Coordinate annotation entries:

>>

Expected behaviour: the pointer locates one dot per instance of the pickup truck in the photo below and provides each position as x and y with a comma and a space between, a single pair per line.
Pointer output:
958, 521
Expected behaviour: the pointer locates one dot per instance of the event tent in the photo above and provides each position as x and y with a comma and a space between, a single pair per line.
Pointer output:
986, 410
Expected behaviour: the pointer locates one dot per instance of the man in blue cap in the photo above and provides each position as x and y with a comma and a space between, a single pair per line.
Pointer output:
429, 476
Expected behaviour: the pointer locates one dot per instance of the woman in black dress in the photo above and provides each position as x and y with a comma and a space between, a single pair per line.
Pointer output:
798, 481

<<
>>

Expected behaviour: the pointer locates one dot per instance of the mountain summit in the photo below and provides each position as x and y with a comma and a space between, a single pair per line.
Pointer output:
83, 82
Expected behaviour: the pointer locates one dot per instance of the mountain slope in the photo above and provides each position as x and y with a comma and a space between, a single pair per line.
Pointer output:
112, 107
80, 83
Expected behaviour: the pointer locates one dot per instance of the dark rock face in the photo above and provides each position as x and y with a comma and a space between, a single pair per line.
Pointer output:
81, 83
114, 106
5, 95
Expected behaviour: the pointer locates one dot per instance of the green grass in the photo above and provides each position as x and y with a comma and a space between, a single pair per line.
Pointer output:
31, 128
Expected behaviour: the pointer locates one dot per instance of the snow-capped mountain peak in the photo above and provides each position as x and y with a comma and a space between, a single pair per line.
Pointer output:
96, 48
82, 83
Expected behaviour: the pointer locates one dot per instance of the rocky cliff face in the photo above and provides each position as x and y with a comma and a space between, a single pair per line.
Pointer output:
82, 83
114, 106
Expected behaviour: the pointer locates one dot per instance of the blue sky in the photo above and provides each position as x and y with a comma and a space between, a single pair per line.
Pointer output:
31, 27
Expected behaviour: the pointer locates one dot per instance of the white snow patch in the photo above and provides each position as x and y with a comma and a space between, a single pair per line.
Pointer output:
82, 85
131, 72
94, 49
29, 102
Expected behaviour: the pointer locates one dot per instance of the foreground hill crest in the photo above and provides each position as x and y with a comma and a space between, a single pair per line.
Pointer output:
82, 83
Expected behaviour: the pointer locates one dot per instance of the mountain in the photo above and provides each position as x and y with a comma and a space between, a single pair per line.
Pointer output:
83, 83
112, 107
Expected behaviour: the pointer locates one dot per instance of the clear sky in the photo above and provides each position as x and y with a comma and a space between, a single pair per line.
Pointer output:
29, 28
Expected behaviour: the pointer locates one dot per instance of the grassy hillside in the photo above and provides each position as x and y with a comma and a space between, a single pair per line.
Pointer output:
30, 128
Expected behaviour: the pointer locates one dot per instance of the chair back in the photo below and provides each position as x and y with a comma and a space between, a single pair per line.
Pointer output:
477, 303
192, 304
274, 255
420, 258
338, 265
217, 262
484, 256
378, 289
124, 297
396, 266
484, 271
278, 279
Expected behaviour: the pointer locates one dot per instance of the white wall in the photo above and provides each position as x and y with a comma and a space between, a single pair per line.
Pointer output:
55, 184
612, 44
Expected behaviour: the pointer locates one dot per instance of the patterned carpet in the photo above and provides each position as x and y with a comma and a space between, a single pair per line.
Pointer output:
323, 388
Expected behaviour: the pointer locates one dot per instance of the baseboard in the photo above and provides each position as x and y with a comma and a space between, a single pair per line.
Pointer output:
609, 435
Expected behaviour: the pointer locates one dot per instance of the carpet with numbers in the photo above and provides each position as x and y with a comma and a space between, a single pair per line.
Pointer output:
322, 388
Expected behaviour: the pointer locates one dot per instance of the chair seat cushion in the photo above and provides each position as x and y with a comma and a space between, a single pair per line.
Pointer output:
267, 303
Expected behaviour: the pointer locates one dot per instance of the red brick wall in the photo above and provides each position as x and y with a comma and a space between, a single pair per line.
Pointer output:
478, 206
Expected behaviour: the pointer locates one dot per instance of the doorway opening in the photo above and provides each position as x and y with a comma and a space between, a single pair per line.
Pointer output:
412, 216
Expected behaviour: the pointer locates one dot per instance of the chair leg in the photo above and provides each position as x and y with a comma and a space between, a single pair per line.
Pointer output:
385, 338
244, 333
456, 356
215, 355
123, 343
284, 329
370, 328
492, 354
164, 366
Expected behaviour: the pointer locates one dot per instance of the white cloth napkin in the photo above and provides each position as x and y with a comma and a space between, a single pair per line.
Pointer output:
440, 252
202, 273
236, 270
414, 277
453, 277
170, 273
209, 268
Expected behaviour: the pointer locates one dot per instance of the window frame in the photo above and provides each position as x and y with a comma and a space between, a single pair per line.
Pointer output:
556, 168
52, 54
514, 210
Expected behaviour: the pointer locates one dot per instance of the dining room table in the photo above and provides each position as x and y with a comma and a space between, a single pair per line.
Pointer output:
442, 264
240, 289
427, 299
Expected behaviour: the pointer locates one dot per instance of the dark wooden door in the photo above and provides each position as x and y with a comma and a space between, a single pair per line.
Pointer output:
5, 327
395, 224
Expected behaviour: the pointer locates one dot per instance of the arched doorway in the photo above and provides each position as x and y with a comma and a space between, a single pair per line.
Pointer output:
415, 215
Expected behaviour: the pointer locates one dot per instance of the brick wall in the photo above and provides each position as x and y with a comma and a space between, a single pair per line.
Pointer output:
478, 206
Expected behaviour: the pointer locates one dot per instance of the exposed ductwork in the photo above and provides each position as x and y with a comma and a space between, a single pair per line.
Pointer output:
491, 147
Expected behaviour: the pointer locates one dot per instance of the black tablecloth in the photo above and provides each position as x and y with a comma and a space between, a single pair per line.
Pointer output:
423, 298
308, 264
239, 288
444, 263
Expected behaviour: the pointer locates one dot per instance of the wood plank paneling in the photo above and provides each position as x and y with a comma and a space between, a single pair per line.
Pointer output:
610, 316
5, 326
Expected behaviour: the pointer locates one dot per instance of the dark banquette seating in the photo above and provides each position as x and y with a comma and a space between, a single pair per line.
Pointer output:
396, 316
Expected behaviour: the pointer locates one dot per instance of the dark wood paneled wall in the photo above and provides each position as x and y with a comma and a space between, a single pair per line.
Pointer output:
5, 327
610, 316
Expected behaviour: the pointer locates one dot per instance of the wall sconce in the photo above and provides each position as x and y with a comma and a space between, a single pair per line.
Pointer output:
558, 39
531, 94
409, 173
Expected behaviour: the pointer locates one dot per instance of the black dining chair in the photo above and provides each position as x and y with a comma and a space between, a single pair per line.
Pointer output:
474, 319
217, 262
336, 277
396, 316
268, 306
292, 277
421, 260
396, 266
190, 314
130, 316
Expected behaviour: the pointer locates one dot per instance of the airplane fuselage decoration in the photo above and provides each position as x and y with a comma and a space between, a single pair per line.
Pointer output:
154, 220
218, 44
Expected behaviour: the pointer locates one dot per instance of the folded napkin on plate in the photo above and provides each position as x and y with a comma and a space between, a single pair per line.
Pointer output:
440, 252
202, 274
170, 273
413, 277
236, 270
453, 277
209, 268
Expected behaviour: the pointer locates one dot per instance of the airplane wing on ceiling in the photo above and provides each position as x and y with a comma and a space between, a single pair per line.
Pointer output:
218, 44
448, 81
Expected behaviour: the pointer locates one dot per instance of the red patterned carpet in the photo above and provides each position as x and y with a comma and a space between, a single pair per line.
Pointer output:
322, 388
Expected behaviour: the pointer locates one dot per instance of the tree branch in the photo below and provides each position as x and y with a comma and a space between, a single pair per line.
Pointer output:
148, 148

<<
>>

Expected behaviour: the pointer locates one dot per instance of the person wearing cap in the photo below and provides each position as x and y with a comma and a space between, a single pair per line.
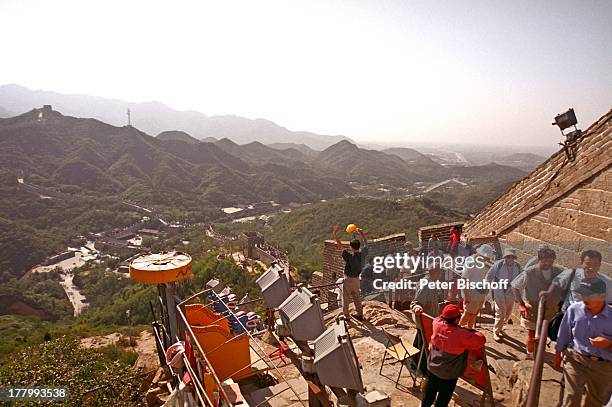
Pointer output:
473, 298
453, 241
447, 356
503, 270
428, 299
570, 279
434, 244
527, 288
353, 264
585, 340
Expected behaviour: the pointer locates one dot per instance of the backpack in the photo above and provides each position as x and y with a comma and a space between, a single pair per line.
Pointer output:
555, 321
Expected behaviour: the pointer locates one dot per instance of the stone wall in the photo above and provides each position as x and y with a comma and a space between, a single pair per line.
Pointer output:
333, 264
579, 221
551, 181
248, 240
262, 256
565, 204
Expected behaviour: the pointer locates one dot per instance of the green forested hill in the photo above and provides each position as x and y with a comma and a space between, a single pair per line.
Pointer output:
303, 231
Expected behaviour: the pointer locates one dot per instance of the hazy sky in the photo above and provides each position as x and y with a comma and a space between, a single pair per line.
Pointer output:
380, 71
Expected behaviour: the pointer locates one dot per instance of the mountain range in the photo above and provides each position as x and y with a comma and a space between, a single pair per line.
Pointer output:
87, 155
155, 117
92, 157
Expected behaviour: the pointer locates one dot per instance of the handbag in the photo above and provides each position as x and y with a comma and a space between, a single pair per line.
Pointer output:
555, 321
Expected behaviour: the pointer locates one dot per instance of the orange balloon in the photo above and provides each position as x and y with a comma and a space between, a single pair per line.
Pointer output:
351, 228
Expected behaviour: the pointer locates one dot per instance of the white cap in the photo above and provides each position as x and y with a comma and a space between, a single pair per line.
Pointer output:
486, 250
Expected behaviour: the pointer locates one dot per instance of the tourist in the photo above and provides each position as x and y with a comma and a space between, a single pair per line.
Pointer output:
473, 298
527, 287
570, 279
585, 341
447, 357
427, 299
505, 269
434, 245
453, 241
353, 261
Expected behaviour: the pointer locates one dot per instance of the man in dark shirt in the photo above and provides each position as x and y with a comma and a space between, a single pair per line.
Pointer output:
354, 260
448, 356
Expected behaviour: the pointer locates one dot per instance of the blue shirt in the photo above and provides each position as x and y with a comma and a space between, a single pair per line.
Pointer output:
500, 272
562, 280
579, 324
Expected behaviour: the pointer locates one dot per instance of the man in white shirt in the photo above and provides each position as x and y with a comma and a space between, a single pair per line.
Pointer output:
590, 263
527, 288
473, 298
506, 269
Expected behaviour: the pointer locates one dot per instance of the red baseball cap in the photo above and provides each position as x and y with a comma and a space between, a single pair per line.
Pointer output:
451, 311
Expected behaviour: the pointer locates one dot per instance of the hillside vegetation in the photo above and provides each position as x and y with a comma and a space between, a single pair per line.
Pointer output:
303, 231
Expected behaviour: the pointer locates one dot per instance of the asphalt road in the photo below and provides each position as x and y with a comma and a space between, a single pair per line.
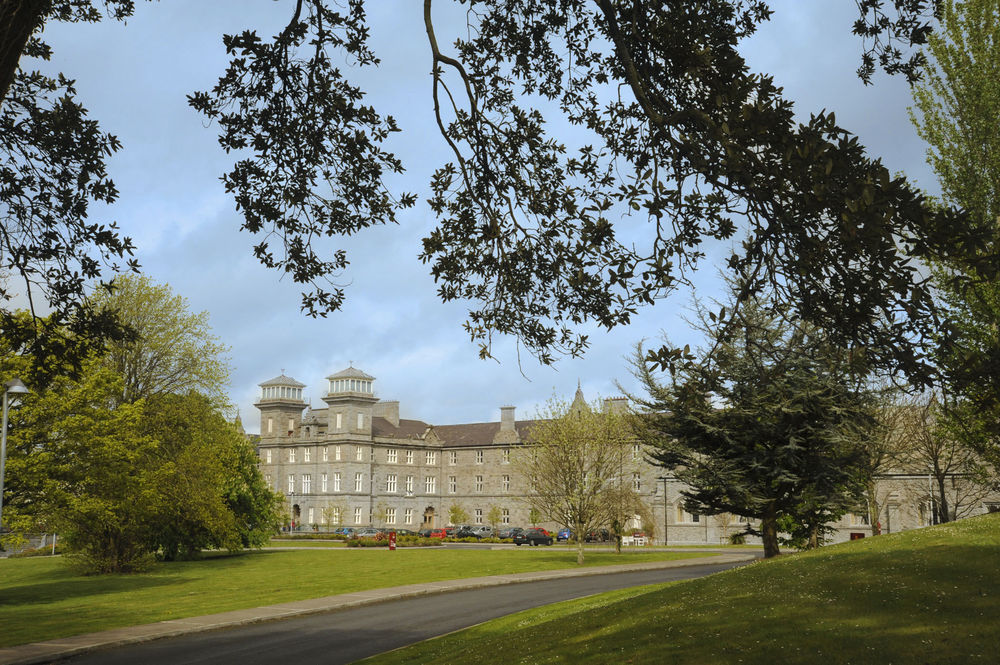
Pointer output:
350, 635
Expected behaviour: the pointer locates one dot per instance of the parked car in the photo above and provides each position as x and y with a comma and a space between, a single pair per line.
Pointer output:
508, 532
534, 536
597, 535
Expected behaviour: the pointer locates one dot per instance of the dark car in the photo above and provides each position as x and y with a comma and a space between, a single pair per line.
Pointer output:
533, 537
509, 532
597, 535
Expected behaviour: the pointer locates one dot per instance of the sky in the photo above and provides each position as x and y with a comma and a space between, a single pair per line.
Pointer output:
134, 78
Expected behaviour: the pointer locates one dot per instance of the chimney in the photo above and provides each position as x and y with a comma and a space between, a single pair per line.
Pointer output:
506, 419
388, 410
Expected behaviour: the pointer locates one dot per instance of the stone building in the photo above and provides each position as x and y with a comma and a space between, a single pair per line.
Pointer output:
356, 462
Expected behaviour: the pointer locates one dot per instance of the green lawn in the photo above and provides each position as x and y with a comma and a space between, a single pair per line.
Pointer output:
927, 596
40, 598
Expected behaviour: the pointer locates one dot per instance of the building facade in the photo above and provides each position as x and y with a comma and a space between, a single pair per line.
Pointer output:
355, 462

<<

» **Work to complete**
Find each line in the listing above that contains the word "napkin" and copy those lines. Only count matches where the capitalization is the same.

» **Solved exercise**
Expected behaviour: the pointer locates one dot per instance of the white cloth napkin in the photo above and provides each position as x and y with a comma and a space between, a single pair per line.
Expected behaviour: the pointer locates one dot per instance of the folded napkin on plate in the photo above and provides each position as x and y with a comma and a space between, a single pair per line.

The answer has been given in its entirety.